## DIRECTIONS FOR THIS TASK
The entries that follow should be duplicated in full, without a single alteration.

- - - -

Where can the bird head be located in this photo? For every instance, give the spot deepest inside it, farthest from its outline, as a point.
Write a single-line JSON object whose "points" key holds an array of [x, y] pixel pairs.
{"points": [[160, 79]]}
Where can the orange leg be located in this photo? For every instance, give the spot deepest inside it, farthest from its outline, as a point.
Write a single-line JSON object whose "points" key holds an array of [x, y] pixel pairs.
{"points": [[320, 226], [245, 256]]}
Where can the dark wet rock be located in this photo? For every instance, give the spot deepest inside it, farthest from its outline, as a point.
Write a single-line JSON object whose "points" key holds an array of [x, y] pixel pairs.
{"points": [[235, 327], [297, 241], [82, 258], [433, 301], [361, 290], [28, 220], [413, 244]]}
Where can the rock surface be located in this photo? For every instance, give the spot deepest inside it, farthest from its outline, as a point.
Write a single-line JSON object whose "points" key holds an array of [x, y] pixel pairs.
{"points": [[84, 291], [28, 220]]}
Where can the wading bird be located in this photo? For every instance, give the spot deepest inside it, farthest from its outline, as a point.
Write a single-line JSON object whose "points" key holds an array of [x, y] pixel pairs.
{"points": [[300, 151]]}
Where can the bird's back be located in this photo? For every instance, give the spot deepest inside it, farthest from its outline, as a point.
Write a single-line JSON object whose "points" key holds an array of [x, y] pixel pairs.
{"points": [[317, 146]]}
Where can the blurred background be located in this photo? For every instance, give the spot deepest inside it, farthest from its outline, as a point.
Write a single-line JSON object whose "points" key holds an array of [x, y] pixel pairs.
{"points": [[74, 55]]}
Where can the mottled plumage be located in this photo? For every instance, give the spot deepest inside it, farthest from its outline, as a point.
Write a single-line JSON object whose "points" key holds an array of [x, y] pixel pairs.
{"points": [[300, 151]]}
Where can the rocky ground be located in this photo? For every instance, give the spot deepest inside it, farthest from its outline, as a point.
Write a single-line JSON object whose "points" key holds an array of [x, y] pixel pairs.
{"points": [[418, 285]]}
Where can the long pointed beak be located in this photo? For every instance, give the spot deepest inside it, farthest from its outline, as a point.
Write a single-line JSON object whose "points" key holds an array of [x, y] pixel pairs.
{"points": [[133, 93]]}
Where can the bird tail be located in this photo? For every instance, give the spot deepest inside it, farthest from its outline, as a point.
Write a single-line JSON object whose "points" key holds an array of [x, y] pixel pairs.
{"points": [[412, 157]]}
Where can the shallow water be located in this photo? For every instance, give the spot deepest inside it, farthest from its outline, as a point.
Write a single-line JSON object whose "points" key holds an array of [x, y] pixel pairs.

- - - -

## OUTPUT
Where can the bird head be located in this photo? For every instance, give the spot deepest inside it, farthest from its outline, as a point.
Write a single-line JSON object whose "points" key holds an array of [x, y] pixel pairs.
{"points": [[160, 79]]}
Where can the orange leg be located in this photo? For every instance, give the spot deepest inside it, farthest from its outline, as a point.
Write a single-line JSON object whose "points" key holds an array of [x, y] pixel pairs.
{"points": [[320, 226], [245, 256]]}
Where can the dark wet rock be located in this photo? For every instance, give the spot deepest inside it, farthest from its outline, as a point.
Write a single-line JSON object whose "points" key holds an array of [x, y] pixel pairs.
{"points": [[235, 327], [297, 241], [82, 258], [433, 301], [361, 290], [28, 220], [413, 244]]}
Where can the rock surface be located in this photo? For every instance, give the spot deepest inside it, farthest from its outline, as a point.
Write a single-line JSON object whose "points" key holds an array of [x, y] pixel pairs.
{"points": [[84, 291], [28, 220]]}
Where can the wading bird be located in this photo? For every instance, give the spot deepest inside it, farthest from its outline, as a point.
Write a single-line JSON object whose "points" key holds an array of [x, y] pixel pairs.
{"points": [[300, 151]]}
Where can the bird's back be located in this photo? For every instance, give the spot deepest inside it, farthest from its outline, as a point.
Write a single-line JSON object whose "points" key holds an array of [x, y] pixel pairs.
{"points": [[317, 146]]}
Where can the blurred background be located in this photo? For every instance, give the spot deepest inside it, farthest from its outline, as a point.
Write a single-line JSON object whose "points" key holds an array of [x, y] pixel pairs.
{"points": [[74, 55]]}
Where can the mottled plumage be located in this photo? For every instance, give the spot deepest inside it, farthest from its outline, as a point.
Write a single-line JSON object whose "points" key holds an array of [x, y] pixel pairs.
{"points": [[300, 151]]}
Where can the rocky ground be located in this photo? For every instance, give the spot deepest inside it, farthest from its outline, as a point.
Write a single-line JSON object whose "points" key holds an array of [x, y] pixel pairs.
{"points": [[418, 285]]}
Where can the long pointed beak be located in this photo? For every instance, give the spot deepest inside it, farthest from its outline, as a point.
Write a single-line JSON object whose "points" key holds an array of [x, y] pixel pairs.
{"points": [[133, 93]]}
Where can the bird tail be located in this photo? For every instance, give the spot deepest inside it, farthest from its outline, as a point.
Write a single-line JSON object whose "points" key holds an array of [x, y] pixel pairs.
{"points": [[412, 157]]}
Where can the shallow water be located in this photo? For every instance, give the spot deepest inside it, farthest from its outline, as a point.
Write a single-line JSON object whose "points" key holds an array of [x, y] pixel pairs.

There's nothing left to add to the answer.